··· Records for processing
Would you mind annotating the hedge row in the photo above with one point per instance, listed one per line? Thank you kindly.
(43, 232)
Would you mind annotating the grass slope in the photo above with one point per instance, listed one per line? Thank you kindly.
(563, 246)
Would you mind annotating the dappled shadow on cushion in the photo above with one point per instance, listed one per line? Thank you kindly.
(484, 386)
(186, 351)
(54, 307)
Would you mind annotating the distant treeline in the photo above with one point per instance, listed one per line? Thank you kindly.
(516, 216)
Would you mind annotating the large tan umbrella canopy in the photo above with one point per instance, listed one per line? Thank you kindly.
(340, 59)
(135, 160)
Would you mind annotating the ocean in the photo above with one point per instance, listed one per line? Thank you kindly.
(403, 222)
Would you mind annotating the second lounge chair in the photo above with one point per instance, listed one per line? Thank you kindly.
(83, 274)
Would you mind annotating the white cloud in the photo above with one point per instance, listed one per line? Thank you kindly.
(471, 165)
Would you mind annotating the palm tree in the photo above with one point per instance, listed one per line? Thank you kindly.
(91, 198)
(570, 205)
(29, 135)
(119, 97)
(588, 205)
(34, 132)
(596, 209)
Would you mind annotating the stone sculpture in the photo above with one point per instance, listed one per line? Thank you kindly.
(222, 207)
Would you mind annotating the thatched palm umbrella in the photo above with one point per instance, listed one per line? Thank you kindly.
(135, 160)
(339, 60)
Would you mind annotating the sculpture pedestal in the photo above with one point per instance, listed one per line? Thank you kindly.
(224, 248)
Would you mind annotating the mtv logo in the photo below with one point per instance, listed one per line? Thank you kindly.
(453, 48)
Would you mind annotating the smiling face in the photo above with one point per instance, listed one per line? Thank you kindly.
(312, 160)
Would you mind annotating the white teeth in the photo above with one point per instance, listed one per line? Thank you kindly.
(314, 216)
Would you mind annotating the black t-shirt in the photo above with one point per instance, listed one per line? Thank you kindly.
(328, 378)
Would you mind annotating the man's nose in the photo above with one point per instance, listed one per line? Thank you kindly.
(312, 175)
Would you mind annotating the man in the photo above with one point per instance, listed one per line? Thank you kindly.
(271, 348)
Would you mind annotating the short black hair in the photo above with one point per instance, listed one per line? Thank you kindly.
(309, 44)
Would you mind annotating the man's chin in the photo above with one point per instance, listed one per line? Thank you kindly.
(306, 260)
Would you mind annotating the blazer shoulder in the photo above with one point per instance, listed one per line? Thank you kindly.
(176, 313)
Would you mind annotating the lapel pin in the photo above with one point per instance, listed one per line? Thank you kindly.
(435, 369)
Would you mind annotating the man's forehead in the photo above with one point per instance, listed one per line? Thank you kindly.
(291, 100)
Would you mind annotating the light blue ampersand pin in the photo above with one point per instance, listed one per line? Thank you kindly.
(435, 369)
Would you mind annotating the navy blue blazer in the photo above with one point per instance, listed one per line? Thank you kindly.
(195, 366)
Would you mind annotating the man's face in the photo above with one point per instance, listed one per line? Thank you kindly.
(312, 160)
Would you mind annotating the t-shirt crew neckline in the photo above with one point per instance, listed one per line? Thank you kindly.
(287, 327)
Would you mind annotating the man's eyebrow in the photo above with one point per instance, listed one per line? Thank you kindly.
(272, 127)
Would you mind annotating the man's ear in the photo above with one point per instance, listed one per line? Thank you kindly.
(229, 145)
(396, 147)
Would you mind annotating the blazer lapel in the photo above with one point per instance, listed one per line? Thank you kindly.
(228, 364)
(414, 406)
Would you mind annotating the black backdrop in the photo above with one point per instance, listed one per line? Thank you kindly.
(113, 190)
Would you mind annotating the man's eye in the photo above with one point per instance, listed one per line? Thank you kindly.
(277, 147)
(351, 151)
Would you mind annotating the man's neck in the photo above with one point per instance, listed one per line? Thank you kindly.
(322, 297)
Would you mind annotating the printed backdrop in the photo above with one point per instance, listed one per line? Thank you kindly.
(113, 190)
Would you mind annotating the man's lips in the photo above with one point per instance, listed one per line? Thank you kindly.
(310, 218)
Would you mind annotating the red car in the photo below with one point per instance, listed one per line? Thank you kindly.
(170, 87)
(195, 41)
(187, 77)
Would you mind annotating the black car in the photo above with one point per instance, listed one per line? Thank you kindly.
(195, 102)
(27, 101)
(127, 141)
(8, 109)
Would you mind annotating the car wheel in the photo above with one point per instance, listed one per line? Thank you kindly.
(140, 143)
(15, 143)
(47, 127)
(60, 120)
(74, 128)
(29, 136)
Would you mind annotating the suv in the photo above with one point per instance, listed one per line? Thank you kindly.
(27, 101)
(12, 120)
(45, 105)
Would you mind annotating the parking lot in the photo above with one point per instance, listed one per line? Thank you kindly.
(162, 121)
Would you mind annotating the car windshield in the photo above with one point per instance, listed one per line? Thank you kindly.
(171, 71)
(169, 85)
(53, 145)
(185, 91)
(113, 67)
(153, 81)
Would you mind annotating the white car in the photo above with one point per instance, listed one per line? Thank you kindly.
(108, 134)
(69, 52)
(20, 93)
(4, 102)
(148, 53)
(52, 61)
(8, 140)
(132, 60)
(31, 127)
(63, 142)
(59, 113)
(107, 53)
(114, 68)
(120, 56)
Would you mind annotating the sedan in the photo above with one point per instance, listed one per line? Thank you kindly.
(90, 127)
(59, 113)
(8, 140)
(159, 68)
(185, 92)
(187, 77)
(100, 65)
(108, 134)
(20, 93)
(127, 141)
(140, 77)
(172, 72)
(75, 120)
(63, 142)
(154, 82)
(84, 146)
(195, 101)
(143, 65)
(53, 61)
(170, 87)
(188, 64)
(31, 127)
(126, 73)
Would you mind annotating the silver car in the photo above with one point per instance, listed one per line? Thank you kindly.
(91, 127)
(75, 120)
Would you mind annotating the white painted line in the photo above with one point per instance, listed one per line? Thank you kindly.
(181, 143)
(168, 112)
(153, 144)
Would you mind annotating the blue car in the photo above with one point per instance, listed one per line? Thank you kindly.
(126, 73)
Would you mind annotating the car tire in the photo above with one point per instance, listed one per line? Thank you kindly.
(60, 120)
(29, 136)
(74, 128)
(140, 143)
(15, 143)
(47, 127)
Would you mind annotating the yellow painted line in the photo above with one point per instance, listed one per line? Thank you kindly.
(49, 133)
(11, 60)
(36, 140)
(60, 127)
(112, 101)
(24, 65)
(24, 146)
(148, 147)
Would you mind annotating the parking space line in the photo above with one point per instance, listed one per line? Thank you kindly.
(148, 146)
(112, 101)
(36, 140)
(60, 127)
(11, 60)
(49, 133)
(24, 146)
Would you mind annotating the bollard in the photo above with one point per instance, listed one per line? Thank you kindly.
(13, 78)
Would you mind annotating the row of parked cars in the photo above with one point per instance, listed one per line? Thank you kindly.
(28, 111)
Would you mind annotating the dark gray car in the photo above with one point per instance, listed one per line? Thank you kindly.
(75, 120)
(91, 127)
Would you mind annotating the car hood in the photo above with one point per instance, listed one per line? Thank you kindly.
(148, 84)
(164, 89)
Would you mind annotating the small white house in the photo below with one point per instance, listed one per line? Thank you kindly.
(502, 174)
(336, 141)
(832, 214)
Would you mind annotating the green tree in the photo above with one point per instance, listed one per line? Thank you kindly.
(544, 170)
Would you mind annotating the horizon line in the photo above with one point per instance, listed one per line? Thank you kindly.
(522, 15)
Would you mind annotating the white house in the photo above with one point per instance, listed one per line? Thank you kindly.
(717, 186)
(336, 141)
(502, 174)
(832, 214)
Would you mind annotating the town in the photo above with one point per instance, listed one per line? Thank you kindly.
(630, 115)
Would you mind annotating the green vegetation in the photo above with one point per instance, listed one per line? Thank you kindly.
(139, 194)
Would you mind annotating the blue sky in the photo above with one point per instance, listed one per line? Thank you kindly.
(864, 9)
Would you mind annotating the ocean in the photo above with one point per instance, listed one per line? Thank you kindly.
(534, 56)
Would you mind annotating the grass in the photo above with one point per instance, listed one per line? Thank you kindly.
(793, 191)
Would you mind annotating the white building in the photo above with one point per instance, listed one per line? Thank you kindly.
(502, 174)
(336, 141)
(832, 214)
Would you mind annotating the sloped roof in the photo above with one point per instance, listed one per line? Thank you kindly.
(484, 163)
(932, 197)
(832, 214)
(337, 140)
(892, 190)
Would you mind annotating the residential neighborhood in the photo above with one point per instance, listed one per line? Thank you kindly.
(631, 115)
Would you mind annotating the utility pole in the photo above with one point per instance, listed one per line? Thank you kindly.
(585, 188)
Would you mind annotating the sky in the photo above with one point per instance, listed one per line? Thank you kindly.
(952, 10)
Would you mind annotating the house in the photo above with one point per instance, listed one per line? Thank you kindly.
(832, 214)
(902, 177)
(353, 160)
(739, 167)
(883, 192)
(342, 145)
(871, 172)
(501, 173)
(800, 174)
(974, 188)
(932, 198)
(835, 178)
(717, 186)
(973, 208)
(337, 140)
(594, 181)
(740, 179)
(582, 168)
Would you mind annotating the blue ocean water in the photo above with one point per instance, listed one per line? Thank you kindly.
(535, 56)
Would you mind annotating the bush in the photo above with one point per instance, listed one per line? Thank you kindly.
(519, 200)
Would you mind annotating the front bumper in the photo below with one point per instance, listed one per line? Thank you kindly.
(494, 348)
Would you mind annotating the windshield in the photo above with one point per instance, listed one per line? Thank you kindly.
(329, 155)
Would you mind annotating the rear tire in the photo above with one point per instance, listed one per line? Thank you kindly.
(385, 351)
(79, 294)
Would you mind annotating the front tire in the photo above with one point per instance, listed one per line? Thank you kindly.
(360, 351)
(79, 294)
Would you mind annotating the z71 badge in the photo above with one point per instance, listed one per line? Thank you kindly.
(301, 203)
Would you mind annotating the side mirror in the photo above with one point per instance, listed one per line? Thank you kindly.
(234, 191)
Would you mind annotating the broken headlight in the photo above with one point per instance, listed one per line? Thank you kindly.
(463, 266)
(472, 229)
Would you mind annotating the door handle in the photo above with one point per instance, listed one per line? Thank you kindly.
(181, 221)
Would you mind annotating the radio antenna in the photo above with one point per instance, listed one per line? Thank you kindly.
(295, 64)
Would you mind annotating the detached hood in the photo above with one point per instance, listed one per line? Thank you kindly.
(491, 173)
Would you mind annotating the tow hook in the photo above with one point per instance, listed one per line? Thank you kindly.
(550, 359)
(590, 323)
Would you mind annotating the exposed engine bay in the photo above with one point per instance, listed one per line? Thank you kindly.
······
> _Given instruction_: Transcribe word for word the lines from the one holding "Would you mind annotating the bush" to the last line of the listing above, inclusive.

> _Output of the exercise_:
Would you mind annotating the bush in the photo above with one point per instance, listed one per line? Thank you kindly.
(519, 200)
Would you mind annotating the front bumper in the photo below with one point per instance, listed one per line? Thank you kindly.
(494, 348)
Would you mind annotating the windshield in the photo above with one point per instance, listed one per line? Thank you kindly.
(329, 155)
Would you mind annotating the rear tire in the photo above with one point per instance, listed one per line? Thank you kindly.
(385, 351)
(79, 294)
Would you mind annotating the front tire in the photo above with one point per instance, listed one per line? Thank you kindly.
(360, 351)
(79, 294)
Would you mind annotating the z71 badge in the photo above with one point per instance, listed one per line? Thank you kindly.
(301, 203)
Would you mind annotating the side mirror in the photo above with one point per instance, listed one per line? Thank you kindly.
(234, 191)
Would you mind annotating the broken headlight in the photo above with one point per instance, listed one per line? Thank you kindly.
(463, 266)
(472, 229)
Would you mind annotating the door handle in the photo above with one point per instance, listed one per line? Thank you kindly.
(181, 221)
Would you mind annotating the radio antenna in the photo above with one point per instance, listed one per line? Thank you kindly.
(295, 64)
Would you mind annotating the detached hood in the photo above with one point per instance, listed one per line? Thank you kindly.
(491, 173)
Would you mind annotating the tow hook in the photo above with one point per instance, listed one per line? Thank you kindly.
(550, 359)
(590, 323)
Would you mind annotating the exposed engine bay in the photo above with one point per instance, listed one per line? Thank you kindly.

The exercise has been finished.